### [Instructions to follow]
Copy out the full methods text on the electrophoretic mobility shift assay below, word for word with nothing changed.

### [Source text]

Electrophoretic mobility shift assay (EMSA).
THP-1 cells were preincubated in serum-free medium at 37°C for 24 h in the absence or presence of 5 or 10 μg of MXF per ml prior to the addition of LPS (1 μg/ml) or LPS-PMA (1 μg/ml and 100 nM, respectively) for 60 or 120 min. The cells were collected on ice before isolation of nuclear extracts by the protocol reported by Aikawa et al. (1). Briefly, the cells (106/ml) were washed with ice-cold PBS, suspended in 200 μl of lysis buffer (10 mM HEPES [pH 7.9], 10 mM KCl, 0.1 mM EDTA, 0.1 mM EGTA, 1 mM DTT) and allowed to swell on ice for 15 min, after which 12.5 μl of 10% Nonidet P-40 was added. The tube was then mixed thoroughly with a Vortex mixer for 10 s prior to centrifugation (20,000 × g) at 4°C for 8 min. The nuclear pellets thus obtained were resuspended in 25 μl of ice-cold nuclear extraction buffer (20 mM HEPES [pH 7.9], 400 mM NaCl, 1 mM EDTA, 1 mM EGTA, 1 mM DTT) and kept on ice for 15 min with intermittent agitation. The samples were subjected to centrifugation for 5 min at 4°C, and the supernatant was stored at −70°C after measurement of its protein content with the Bio-Rad protein assay kit, as described above.

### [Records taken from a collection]
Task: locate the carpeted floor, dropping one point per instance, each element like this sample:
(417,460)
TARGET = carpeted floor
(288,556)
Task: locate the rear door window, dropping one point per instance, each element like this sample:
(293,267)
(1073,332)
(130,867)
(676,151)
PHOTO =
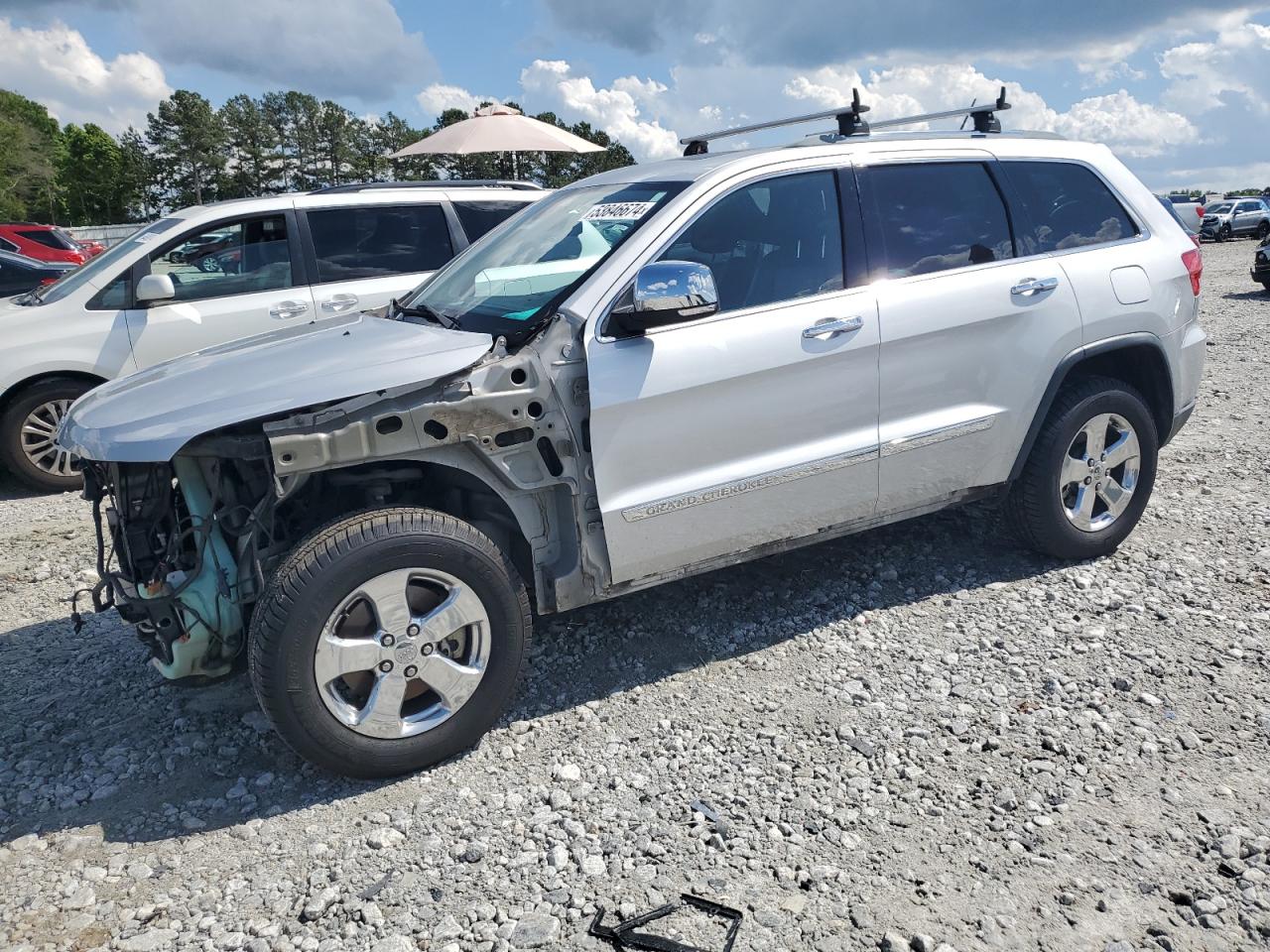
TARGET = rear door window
(937,216)
(376,241)
(1069,204)
(479,217)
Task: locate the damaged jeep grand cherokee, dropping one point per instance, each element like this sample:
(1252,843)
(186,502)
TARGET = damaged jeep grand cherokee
(656,372)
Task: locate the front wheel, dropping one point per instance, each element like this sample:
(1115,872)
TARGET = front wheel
(1089,474)
(389,642)
(27,435)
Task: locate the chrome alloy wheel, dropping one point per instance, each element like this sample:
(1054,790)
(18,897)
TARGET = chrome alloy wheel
(403,653)
(1100,472)
(39,430)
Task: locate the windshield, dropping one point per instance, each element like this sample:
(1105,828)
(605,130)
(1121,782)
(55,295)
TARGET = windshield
(102,266)
(508,281)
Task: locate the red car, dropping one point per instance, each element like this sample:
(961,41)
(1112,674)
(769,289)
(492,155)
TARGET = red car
(45,243)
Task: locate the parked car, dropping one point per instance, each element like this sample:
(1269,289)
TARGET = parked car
(333,252)
(91,248)
(1173,213)
(1261,264)
(1189,209)
(45,243)
(198,245)
(19,273)
(1242,217)
(776,347)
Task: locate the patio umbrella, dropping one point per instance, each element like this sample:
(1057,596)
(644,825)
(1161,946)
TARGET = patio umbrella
(498,128)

### [Solution to this task]
Electrophoretic mobility shift assay (EMSA).
THP-1 cells were preincubated in serum-free medium at 37°C for 24 h in the absence or presence of 5 or 10 μg of MXF per ml prior to the addition of LPS (1 μg/ml) or LPS-PMA (1 μg/ml and 100 nM, respectively) for 60 or 120 min. The cells were collected on ice before isolation of nuclear extracts by the protocol reported by Aikawa et al. (1). Briefly, the cells (106/ml) were washed with ice-cold PBS, suspended in 200 μl of lysis buffer (10 mM HEPES [pH 7.9], 10 mM KCl, 0.1 mM EDTA, 0.1 mM EGTA, 1 mM DTT) and allowed to swell on ice for 15 min, after which 12.5 μl of 10% Nonidet P-40 was added. The tube was then mixed thoroughly with a Vortex mixer for 10 s prior to centrifugation (20,000 × g) at 4°C for 8 min. The nuclear pellets thus obtained were resuspended in 25 μl of ice-cold nuclear extraction buffer (20 mM HEPES [pH 7.9], 400 mM NaCl, 1 mM EDTA, 1 mM EGTA, 1 mM DTT) and kept on ice for 15 min with intermittent agitation. The samples were subjected to centrifugation for 5 min at 4°C, and the supernatant was stored at −70°C after measurement of its protein content with the Bio-Rad protein assay kit, as described above.